## What you need to do
Repeat the records below exactly, leaving out every picture.

++++ Data supplied ++++

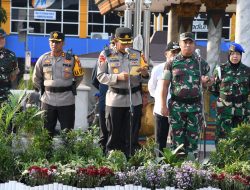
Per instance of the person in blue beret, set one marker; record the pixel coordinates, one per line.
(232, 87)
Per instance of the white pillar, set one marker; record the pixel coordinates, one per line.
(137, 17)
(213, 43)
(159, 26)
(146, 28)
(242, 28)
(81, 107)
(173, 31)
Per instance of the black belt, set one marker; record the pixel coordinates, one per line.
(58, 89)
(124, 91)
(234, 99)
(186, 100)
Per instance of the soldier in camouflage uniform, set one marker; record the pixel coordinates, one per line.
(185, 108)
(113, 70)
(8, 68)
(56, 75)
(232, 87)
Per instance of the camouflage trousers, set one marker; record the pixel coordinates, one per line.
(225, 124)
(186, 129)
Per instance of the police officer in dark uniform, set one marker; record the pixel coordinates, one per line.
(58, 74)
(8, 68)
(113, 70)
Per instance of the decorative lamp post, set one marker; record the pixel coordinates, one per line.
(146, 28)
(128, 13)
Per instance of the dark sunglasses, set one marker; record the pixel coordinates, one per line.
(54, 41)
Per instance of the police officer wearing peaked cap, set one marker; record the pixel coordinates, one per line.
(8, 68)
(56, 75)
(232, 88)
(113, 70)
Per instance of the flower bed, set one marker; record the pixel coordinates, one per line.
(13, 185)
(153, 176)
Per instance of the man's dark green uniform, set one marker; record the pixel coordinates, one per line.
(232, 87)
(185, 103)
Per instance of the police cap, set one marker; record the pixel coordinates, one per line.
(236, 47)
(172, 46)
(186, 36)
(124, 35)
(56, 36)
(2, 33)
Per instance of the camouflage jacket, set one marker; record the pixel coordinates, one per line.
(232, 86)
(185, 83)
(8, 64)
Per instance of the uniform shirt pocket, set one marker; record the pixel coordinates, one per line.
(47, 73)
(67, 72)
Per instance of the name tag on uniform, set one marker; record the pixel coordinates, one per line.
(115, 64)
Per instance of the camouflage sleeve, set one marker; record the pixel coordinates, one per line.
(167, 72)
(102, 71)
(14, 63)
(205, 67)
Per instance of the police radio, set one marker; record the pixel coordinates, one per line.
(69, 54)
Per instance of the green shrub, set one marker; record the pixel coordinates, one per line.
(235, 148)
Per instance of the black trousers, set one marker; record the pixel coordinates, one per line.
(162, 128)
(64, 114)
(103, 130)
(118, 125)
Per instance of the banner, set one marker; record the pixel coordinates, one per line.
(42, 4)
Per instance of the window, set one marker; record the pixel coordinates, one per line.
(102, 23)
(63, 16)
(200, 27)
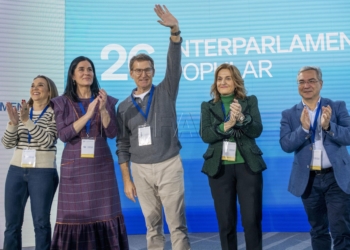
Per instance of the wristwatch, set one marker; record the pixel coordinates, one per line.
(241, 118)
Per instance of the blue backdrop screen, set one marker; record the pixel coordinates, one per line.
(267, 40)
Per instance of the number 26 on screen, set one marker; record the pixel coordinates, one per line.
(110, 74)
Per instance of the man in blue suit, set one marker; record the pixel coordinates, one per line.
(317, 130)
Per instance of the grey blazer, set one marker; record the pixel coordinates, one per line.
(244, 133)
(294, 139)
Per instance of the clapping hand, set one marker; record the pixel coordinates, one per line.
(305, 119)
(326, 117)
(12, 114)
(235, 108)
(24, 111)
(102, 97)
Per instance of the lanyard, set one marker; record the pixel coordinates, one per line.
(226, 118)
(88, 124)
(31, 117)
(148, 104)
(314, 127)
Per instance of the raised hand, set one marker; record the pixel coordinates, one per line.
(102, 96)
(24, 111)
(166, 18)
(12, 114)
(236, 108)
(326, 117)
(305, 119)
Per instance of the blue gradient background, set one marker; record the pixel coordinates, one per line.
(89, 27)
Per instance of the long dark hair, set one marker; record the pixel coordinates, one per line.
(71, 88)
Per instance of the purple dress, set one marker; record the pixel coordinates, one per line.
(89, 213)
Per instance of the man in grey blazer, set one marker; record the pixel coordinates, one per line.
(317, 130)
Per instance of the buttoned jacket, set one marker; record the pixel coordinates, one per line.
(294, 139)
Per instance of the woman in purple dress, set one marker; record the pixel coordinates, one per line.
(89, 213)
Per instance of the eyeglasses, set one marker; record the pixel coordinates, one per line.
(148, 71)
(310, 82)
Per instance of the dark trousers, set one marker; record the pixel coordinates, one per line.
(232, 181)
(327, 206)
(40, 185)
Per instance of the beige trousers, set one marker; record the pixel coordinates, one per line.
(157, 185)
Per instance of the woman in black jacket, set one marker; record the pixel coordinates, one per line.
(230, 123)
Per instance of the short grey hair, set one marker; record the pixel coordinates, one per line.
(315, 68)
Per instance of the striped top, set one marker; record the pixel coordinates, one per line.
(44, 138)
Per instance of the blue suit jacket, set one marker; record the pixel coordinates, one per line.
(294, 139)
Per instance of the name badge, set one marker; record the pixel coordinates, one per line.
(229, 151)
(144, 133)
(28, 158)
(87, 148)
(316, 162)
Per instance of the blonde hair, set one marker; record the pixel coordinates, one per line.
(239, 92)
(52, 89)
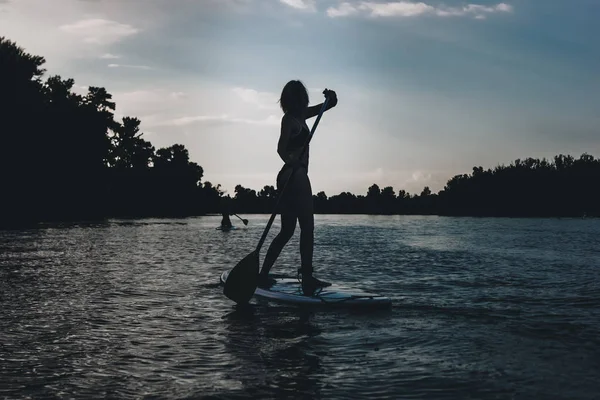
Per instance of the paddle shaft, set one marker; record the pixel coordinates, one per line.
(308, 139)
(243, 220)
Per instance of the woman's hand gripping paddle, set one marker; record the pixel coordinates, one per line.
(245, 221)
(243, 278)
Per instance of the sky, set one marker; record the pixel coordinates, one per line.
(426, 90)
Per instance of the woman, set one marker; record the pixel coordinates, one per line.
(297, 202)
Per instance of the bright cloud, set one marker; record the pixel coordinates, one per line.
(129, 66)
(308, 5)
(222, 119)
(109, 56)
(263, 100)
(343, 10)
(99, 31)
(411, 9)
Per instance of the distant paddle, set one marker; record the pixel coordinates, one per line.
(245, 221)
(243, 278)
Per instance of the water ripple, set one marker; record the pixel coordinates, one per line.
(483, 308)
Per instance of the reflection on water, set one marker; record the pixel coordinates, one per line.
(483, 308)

++++

## Response
Per instance of the person in blue beret, set one marker; record the pixel coordinates, one per line.
(232, 87)
Per instance of the white pillar, set one marker; record the pixel coordinates, one per line.
(137, 17)
(213, 43)
(159, 26)
(146, 28)
(242, 28)
(81, 107)
(173, 31)
Per instance of the black belt, set one marker; record the pixel coordinates, one per line.
(58, 89)
(124, 91)
(234, 99)
(186, 100)
Per instance of the soldier in camouflage uniform, set one marker; record the pixel coordinates, one per line.
(185, 108)
(113, 70)
(8, 68)
(56, 75)
(232, 87)
Per instance of the camouflage trousers, set one marker; record the pixel coordinates, one per line.
(225, 124)
(186, 129)
Per instance of the police officer in dark uniform, set one marker; record the pixel coordinates, one per line.
(58, 74)
(8, 68)
(113, 70)
Per instance of the decorative lamp post, set one marker; record the pixel coordinates, one per line.
(146, 28)
(128, 13)
Per instance of the dark sunglasses, set one marker; record the pixel coordinates, one per line.
(54, 41)
Per instance of the police officer wearing peaked cap, set one marker; record the pixel coordinates, one per line.
(8, 68)
(56, 75)
(232, 88)
(113, 70)
Per instance of the flower bed, set one marker; record the pixel coordinates, one per line.
(13, 185)
(153, 176)
Per instance of the man's dark green uniform, set one marker; record the pixel coordinates, one per line.
(232, 87)
(185, 103)
Per instance of the police cap, set one marker; record the pixel coordinates, one per line.
(236, 47)
(172, 46)
(186, 36)
(124, 35)
(56, 36)
(2, 33)
Per instance of the camouflage jacket, set one marker; record the pixel coordinates, one per line.
(232, 86)
(185, 83)
(8, 64)
Per instance of the uniform shirt pocket, set one marker; record the pixel coordinates, one per line.
(47, 73)
(67, 72)
Per instance of the name tag on uniform, set one marker; record the pixel coordinates, one per line.
(115, 64)
Per instance of the camouflage sleeve, set one marker; record the pixel coordinates, one per line.
(167, 72)
(102, 71)
(14, 63)
(205, 67)
Per instance of the police radio, set one marker; record the pixel coordinates, one per line.
(69, 54)
Per instance of the green shrub, set one marker; record the pixel coordinates, one per line.
(235, 148)
Per instance of the black trousers, set one marker; record the pixel coordinates, one per line.
(162, 128)
(64, 114)
(103, 130)
(118, 125)
Per instance of the banner, set one marker; record the pixel coordinates, one per line.
(42, 4)
Per instance of the window, set one marker; record the pixel coordinates, one per line.
(102, 23)
(63, 16)
(200, 27)
Per instance of the wristwatch, set one marker; record the pixel coordinates, one per line.
(241, 118)
Per instance of the blue backdrop screen, set one marker; record the pixel coordinates, one per line.
(267, 40)
Per instance of the number 26 on screen, set one marker; record the pixel coordinates, one per line.
(110, 74)
Per instance of the man in blue suit, set one marker; record the pixel coordinates, one per line.
(317, 130)
Per instance of the grey blazer, set one marker; record the pixel coordinates, one per line.
(244, 133)
(294, 139)
Per instance of the clapping hand, set one marker; record the pixel coordinates, one per line.
(305, 119)
(326, 117)
(12, 114)
(235, 108)
(24, 111)
(102, 97)
Per instance of the lanyard, set one marker; record the pixel coordinates, one per line.
(226, 118)
(88, 124)
(31, 117)
(148, 104)
(314, 127)
Per instance of the raised hand, set one marker; record the pixel coordinates, one per line.
(102, 96)
(24, 111)
(166, 18)
(12, 114)
(236, 108)
(326, 117)
(305, 119)
Per instance of the blue gradient background, set one marker; record the pixel coordinates, one per line.
(89, 27)
Per instance of the long dark hair, set one marker; record the pixel coordinates, one per line.
(71, 88)
Per instance of the purple dress, set one marker; record the pixel coordinates, one per line.
(89, 213)
Per instance of the man in grey blazer, set one marker; record the pixel coordinates, one per line.
(317, 130)
Per instance of the buttoned jacket, set one marker; record the pixel coordinates, one per line.
(294, 139)
Per instance of the woman in purple dress, set one marker; record the pixel coordinates, one per line.
(89, 213)
Per instance of the eyeglasses, set one marker; record the pixel coordinates, one per line.
(148, 71)
(310, 82)
Per instance of the dark trousers, set one marker; record the pixel coordinates, one per line.
(232, 181)
(327, 206)
(40, 185)
Per instance of the beige trousers, set one marker; record the pixel coordinates, one per line.
(157, 185)
Per instance of the woman in black jacket, set one marker; record the pixel coordinates, one per line.
(230, 123)
Per instance of the short grey hair, set one marker; record the pixel coordinates, one per line.
(315, 68)
Per instance of the striped top, set one marker; record the pixel coordinates, one per line.
(44, 138)
Per instance of the blue suit jacket, set one marker; record the pixel coordinates, one per line.
(294, 139)
Per instance of the name badge, set one marker; record the pixel coordinates, one per line.
(229, 151)
(144, 133)
(28, 158)
(87, 148)
(316, 162)
Per instance of the blonde hair, set one marker; record the pixel coordinates, one per line.
(239, 92)
(52, 89)
Per instance of the paddle shaft, set one marker; record the pixel coordinates, one per line.
(308, 139)
(243, 220)
Per instance of the woman's hand gripping paddle, set one marker; record the pixel coordinates, one per line.
(245, 221)
(243, 278)
Per instance of the sky, set one marker; record the pixel coordinates, one per line.
(426, 90)
Per instance of the woman, set one marker; record the pixel coordinates, one per line.
(297, 202)
Per instance of the bright cloud, set one marker; record the pixel coordinates, one per line.
(129, 66)
(308, 5)
(222, 119)
(109, 56)
(263, 100)
(343, 10)
(99, 31)
(411, 9)
Per instance of the distant paddle, set one marker; record the pixel coordinates, one per line.
(245, 221)
(243, 278)
Per instance of the water ripple, set one marker; record the pixel coordinates, one per line.
(483, 308)
Per instance of the reflection on water, set one marker; record the pixel coordinates, one per line.
(483, 308)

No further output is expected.